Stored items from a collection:
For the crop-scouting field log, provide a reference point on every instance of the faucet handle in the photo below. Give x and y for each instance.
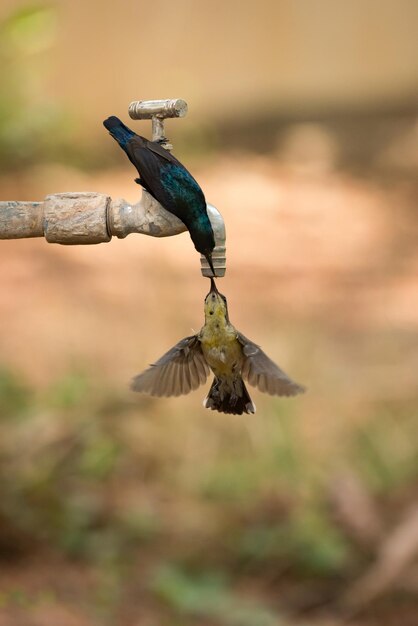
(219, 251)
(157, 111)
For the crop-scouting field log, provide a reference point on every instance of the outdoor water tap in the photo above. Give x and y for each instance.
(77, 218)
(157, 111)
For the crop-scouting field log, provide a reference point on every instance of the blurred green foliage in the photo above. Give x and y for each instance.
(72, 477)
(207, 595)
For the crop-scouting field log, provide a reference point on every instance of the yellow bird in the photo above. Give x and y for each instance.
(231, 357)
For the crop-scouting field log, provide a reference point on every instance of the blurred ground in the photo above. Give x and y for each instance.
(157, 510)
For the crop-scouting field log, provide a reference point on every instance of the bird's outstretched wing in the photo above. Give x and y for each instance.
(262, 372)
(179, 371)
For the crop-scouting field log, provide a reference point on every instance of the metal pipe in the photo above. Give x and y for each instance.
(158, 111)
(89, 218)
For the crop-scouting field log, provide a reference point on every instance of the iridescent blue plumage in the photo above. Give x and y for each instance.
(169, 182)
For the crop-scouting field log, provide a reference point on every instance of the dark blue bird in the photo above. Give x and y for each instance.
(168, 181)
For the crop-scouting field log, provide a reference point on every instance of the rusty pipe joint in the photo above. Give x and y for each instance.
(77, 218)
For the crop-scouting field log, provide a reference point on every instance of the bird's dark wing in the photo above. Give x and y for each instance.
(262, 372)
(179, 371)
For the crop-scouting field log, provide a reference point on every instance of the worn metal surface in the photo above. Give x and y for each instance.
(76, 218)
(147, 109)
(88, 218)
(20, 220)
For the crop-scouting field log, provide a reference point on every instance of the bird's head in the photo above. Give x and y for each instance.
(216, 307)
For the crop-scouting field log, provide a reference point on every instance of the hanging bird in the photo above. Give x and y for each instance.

### EXERCISE PROMPT
Type the entries again verbatim. Any pictures should be skipped.

### WRITTEN SOLUTION
For the crop-scouting field log, provide a reference point on every instance of the faucet handle in the photo below. Give x and y for each instance.
(219, 251)
(157, 111)
For the crop-scouting field log, provide a reference point on every instance of the outdoor water tap in the photo above. Give x and y for each instance.
(77, 218)
(157, 111)
For the crop-scouting field log, provide a reference point on every instance of the blurred green foliage in the photo above. Give x and y for each instance.
(72, 477)
(207, 595)
For the crop-scouting field log, provide a reference point on every instance of the yellow bird in the photo above. Give x and y for each instance.
(231, 357)
For the crop-scouting field log, provide a reference point on every instance of the blurred ground in the photo above. Give x and y for each instance.
(157, 510)
For the crop-scouting field log, provide a reference point on every instance of the bird's outstretched wing in the photo above. Give x and y for each instance.
(262, 372)
(179, 371)
For the crop-scouting field log, provide a reference point on every instance of the metal pipe in the photo above. Give x and y for each instance.
(158, 111)
(89, 218)
For the crop-scouting field log, provide a reference point on every instance of the iridescent blue plumage in the photo above. Give x and y for each instance.
(169, 182)
For the crop-scouting field log, provide a reference point on every instance of the dark blue bird in the photo above. Give x and y for each instance.
(168, 181)
For the crop-scouting field log, provide a reference point on every instance of the rusty pipe joint in the photo above. Give x and y for each instance.
(77, 218)
For the crop-scouting field log, provide a reference point on every instance of the bird's dark wing in the photo above. Give x and y for each instance.
(262, 372)
(179, 371)
For the crop-scouting field log, provide a reference point on every instance of the worn metal surface in the photo above. Give x and y for each instance.
(76, 218)
(147, 109)
(88, 218)
(20, 220)
For the crop-scouting field log, provide a reference point on every instance of the bird's head in the photo above. Give x and y for each instance.
(216, 307)
For the crop-scouting field log, provide a reference point on every instance of the hanging bird in the photo above. Give x and y for each instance.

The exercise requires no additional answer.